▶ _DOCUMENT SECTION_:
· · · · · · ·
3. 2slugbaits – “The paper takes a mercantilist view of the world. Note the language. It always phrases things in terms of economic and military security. Several times it refers to China’s currency reserves as a “war chest.””
I cited two references in two comment posts in the order for a specific reason. One report was prepared in support of the other.
Dr. Charles W. McMillion prepared his paper for the U.S.-China Economic and Security Review Commission which was created on October 30, 2000. The Commission’s mission is to “monitor, investigate, and submit to congress an annual report on the national security implications of the bilateral trade and economic relationship between the United States and the People’s Republic of China, and to provide recommendations, where appropriate, to Congress for legislative and administrative action. Public Law 109-108 directs the Commission to focus its work and study on the following eight areas: proliferation practices, economic transfers, energy, U.S. capital markets, regional economic and security impacts, U.S.-China bilateral programs, WTO compliance, and the implications of restrictions on speech and access to information in the People’s Republic of China.”
4. 2slugbaits – “It assumes without argument that financial independence is a good thing.”
Are you attempting to say that financial independence is a bad thing? Moreover, identify the citations that support your claim.
5. 2slugbaits – “It assumes without argument that protection of intellectual property is somehow desirable for global economic growth without apparently noticing that “intellectual property rights” is also another term for government sanctioned monopoly.”
Another absurd claim. Cite the actual wording.
6. 2slugbaits – “The authors seem to have a fetish over manufacturing, as though only goods manufacturing matters.”
The purpose of the paper is explained above. Moreover, the author cited U.S. job losses in all categories of employment.
7. 2slugbaits – “And they wrongly conclude that fewer jobs in US manufacturing is synonomous with lower US productivity in manufacturing.”
Prove it. Cite the wording in the paper that supports your claim.
8. 2slugbaits – “Throwing out lots of scary charts and numbers is not analysis.”
Identifying facts is what this report accomplished. Where are your facts?
9. 2slugbaits – “China’s growth is not due to Chinese protectionism.”
Prove it.
· · · · · · ·
▶ _DATASET ENTRIES_:
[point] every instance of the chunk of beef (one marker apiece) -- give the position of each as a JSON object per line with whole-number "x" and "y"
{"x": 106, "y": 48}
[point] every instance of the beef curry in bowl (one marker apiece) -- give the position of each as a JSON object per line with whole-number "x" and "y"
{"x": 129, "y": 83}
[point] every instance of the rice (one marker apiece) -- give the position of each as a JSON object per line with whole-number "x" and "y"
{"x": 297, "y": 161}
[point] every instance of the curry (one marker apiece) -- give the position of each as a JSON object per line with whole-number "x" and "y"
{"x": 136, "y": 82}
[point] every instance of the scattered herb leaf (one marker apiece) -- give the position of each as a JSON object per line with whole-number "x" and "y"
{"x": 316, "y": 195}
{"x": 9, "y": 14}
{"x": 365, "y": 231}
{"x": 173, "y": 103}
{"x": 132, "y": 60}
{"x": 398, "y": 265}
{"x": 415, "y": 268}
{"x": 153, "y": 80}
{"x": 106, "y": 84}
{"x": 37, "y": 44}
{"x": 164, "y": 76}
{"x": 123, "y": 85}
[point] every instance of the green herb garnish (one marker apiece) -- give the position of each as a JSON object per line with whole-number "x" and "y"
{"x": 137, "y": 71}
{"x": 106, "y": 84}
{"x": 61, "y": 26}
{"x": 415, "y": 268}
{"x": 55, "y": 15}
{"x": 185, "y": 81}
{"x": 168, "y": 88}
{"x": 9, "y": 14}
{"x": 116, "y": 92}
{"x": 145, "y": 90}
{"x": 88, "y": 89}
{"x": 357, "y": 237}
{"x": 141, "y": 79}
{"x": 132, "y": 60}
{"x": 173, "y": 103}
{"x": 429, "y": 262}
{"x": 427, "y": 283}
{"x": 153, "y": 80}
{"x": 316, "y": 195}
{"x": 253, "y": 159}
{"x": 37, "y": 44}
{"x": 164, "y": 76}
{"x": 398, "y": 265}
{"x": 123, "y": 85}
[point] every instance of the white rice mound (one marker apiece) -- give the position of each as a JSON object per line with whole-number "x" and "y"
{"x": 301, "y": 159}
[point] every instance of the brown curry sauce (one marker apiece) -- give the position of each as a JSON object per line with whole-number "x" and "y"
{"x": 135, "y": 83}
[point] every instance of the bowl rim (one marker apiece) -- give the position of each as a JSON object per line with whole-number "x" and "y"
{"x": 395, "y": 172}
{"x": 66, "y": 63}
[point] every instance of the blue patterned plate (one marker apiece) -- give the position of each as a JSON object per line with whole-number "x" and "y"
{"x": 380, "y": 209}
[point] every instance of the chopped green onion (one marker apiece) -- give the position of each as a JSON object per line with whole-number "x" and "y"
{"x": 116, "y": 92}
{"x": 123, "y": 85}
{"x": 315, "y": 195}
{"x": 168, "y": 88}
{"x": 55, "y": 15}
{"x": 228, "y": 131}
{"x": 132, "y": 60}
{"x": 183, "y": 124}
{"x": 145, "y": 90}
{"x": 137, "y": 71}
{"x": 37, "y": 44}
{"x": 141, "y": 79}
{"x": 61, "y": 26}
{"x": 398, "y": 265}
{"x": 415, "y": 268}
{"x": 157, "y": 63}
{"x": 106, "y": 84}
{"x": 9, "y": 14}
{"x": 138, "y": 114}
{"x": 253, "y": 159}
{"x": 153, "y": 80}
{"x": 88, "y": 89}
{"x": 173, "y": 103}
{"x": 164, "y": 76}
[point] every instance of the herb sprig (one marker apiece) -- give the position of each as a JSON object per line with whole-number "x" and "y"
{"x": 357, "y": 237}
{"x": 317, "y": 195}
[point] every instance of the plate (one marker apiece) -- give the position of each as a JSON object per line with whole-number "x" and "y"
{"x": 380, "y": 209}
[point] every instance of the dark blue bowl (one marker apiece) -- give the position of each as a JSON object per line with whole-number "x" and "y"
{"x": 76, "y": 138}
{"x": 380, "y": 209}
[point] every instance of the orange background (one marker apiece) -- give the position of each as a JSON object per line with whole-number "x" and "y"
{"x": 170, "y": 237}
· · · · · · ·
▶ _WHAT TO WORK ON_: Update the rebuttal from "Another absurd claim." through "supports your claim.", replacing "manufacturing" with "production".

▶ _WRITTEN RESPONSE_:
Another absurd claim. Cite the actual wording.
6. 2slugbaits – “The authors seem to have a fetish over production, as though only goods production matters.”
The purpose of the paper is explained above. Moreover, the author cited U.S. job losses in all categories of employment.
7. 2slugbaits – “And they wrongly conclude that fewer jobs in US production is synonomous with lower US productivity in production.”
Prove it. Cite the wording in the paper that supports your claim.